== The task ==
Identify and copy every line of the material that contains the string "metal". Case counts.
------ Entries supplied ------
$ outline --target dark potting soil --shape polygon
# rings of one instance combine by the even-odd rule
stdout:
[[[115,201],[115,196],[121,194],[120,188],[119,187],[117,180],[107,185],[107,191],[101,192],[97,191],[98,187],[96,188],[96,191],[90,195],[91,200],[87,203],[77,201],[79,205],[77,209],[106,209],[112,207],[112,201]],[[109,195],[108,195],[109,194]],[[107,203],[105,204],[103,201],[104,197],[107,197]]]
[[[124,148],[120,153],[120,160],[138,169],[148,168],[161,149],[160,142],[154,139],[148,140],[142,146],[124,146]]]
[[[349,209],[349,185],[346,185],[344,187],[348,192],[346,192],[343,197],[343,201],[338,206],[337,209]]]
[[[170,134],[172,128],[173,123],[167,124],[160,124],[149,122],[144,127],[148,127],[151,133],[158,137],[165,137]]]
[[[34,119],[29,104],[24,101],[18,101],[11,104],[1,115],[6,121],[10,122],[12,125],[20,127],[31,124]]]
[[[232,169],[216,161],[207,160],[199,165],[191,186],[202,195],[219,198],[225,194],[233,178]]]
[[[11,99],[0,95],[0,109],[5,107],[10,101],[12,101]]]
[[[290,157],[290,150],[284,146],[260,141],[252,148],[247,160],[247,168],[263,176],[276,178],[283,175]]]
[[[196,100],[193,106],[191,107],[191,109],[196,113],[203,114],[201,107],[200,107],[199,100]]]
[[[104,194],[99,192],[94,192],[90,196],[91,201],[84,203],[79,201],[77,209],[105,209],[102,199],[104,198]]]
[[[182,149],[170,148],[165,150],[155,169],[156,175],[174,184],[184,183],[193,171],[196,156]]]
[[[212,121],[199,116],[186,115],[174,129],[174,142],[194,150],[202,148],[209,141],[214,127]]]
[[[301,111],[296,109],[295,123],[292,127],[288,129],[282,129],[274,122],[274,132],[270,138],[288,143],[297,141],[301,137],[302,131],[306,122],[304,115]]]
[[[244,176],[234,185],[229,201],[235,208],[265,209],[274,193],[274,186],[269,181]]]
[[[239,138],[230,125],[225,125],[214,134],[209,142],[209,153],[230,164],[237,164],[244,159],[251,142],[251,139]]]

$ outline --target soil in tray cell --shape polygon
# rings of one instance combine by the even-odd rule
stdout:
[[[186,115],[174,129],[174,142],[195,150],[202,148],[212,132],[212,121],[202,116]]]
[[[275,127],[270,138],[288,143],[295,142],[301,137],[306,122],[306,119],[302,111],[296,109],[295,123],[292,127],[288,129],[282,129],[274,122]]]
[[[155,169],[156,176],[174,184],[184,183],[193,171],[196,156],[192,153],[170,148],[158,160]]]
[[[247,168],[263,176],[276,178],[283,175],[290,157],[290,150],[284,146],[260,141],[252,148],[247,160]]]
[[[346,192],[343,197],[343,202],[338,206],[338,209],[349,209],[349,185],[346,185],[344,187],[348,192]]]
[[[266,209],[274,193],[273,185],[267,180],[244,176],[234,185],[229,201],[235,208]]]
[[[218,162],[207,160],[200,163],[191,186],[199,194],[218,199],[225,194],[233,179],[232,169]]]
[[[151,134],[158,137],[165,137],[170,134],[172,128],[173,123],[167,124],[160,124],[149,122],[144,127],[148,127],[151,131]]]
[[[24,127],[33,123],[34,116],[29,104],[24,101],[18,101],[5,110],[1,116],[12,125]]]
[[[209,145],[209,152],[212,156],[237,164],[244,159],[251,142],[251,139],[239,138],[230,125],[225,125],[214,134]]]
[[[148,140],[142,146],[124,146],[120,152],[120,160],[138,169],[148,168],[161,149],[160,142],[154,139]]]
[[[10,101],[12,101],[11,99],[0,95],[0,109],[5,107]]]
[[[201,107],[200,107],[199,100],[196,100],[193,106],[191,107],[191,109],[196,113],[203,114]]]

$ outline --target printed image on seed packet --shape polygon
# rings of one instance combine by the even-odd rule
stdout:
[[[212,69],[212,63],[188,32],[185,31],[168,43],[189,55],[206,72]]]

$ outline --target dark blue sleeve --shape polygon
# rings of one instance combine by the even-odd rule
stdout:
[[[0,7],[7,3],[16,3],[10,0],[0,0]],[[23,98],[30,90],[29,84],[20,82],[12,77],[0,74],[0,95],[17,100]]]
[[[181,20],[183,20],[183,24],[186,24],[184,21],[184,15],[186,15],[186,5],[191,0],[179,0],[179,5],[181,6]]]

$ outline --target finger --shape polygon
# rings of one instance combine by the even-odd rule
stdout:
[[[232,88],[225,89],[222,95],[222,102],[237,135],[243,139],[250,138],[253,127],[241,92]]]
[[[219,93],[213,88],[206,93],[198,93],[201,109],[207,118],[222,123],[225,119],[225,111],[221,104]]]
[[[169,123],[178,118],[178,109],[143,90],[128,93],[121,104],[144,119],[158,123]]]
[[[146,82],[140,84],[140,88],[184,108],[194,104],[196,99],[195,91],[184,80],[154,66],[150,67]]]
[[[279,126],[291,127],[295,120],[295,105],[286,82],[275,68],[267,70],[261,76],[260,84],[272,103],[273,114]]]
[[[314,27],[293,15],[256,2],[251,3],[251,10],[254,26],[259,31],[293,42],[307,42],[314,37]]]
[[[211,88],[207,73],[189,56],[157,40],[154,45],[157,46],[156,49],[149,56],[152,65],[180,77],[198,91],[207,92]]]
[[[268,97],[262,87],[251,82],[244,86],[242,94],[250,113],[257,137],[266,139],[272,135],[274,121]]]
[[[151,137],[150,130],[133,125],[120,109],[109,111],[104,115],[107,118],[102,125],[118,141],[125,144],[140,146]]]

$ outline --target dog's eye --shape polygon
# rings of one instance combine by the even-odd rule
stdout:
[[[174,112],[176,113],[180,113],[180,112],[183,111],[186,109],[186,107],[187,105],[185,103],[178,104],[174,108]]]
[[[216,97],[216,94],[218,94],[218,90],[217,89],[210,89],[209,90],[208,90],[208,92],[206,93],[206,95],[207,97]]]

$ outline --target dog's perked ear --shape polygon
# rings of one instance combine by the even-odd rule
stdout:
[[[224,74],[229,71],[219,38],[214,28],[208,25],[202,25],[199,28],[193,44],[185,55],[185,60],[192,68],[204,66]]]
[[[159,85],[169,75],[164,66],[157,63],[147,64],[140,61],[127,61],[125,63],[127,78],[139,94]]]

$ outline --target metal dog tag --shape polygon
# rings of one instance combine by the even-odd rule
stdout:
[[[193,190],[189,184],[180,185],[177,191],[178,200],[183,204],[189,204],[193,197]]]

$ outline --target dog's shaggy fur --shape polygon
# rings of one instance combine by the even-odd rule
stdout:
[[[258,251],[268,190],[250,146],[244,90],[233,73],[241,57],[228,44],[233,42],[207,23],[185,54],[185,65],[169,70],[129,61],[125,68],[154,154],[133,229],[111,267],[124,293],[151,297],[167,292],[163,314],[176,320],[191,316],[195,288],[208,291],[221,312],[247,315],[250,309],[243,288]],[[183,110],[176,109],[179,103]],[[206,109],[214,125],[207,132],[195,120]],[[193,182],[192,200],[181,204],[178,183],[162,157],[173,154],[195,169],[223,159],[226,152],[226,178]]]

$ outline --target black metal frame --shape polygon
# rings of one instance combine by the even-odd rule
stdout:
------
== Answer below ==
$ outline --target metal dog tag --shape polygon
$ outline --target black metal frame --shape polygon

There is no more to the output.